## EXCERPTED PASSAGE
In 1968 Wojbor became an Assistant Professor in the Institute of Mathematics at the University of Wrocław, and in the same year he received a PhD degree under the supervision of Professor Kazimierz Urbanik. In 1972 Wojbor obtained a Habilitation in Mathematics and a promotion to Associate Professor.

Wojbor’s academic career extended internationally through academic visits, collaborations, and teaching. Eventually, he settled down in the USA, while preserving vivid relations with Poland, and Wrocław in particular. From 1970 to 1972, Wojbor taught and conducted research at the Carnegie Mellon University in Pittsburgh, Pennsylvania. His next visit to the USA, which was to become permanent, was in Summer 1976. Wojbor spent that summer at the University of Wisconsin–Madison. This was followed by a year-long visiting appointment at Northwestern University in Evanston, Illinois. Subsequently, Wojbor became a Professor at Cleveland State University, Cleveland, Ohio. 

In 1982 Wojbor accepted a position of Professor and Chair of the Department of Mathematics and Statistics at Case Western Reserve University (CWRU) in Cleveland, Ohio. He served as the Department Chair until 1991. When the department split into Mathematics and Statistics parts, Wojbor established his place in the Department of Statistics to lead it as the Chair between 2001 and 2002. In 2013 Wojbor became a professor of the newly formed Department of Mathematics, Applied Mathematics and Statistics at CWRU. 

Wojbor singlehandedly created the Center for Stochastic and Chaotic Processes in Science and Technology under the auspices of CWRU in 1989 and had served as its sole Director. The Center was funded by the National Science Foundation and other agencies. It facilitated research on stochastic modeling in science and technology, but it was also open to external new ideas, theories, and projects. This interdisciplinary and intercollegiate entity attracted numerous visitors and collaborators from all over the world. Wojbor’s hospitality and friendly demeanor, combined with his passion for science and mathematics made such visits enjoyable and scientifically stimulating.

## SUPPLIED MATERIAL
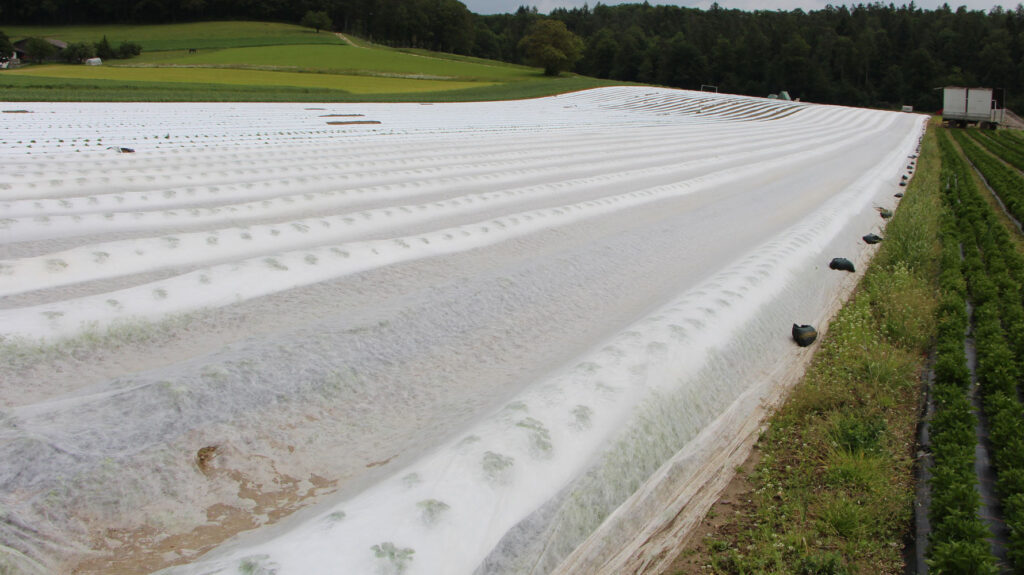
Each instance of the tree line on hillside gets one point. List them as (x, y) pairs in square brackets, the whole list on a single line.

## TASK LIST
#1 In the passage about Wojbor's career, in what year did he create the Center for Stochastic and Chaotic Processes in Science and Technology?
#2 Carry on the passage about Wojbor's career from the point where it stops.

## ANSWERS FOR EACH ITEM
#1 1989

#2
During his 53-year academic career, Wojbor worked on a great variety of topics from stochastic integration to probability on Banach spaces, probabilistic methods in harmonic and functional analysis as well as in novel applications of mathematical fields to probability problems. He was knowledgeable about, and genuinely interested in, the history of mathematics. Wojbor often crossed subject boundaries, wandering into applications of probabilistic methods to other areas, such as turbulence, statistical physics, atmospheric physics, hydrodynamics, oceanography, operations research, financial mathematics, chaotic dynamics, and other applications to chemistry, physics, biology, and medicine. He worked on statistics of random fields, nonlinear stochastic and fractional evolution equations, and random graphs, just to mention a sample. 

Wojbor published 17 books in his research interest areas, and two book translations: Probability Distributions on Banach Spaces (written in Russian by N.N. Vakhania, V.I. Tarieladze and S.A. Chobanyan, D. Reidel), and Through a Reporter’s Eyes: The Life of Stefan Banach (by R. Kałuża, translated and edited by A. Kostant and W.A. Woyczyński). He also published 180 research papers, several biographies, and popular articles. 

He received many honors and research awards, including IMS Fellow (1986); Ministry of National Education of Poland Prize for the monograph Random Series and Stochastic Integrals: Single and Multiple, joint with S. Kwapień (1993); McGregor Foundation Grant, Statistics for Financial Engineering and Volatile Global Securities Markets, a World-Wide Learning Environment Initiative (2008–09); Gold Medal of the University of Wrocław (2011); and the “Prix de Recherches” Award in the field of Mathematics, joint with Sylvie Méléard and Benjamin Jourdain, La Recherche magazine, Paris (2013). 

Wojbor was a great teacher and mentor. Sixteen graduate students obtained PhD under his direction and many obtained masters degrees he supervised. As someone said, “His legacy will continue through his impact on students and colleagues.” 

This obituary contains excerpts from the article by Jan Rosiński and Jerzy Szulga: “In Memoriam: Wojbor Andrzej Woyczyński (1943–2021),” Probability and Mathematical Statistics, 42. 1 (2022), 1–21.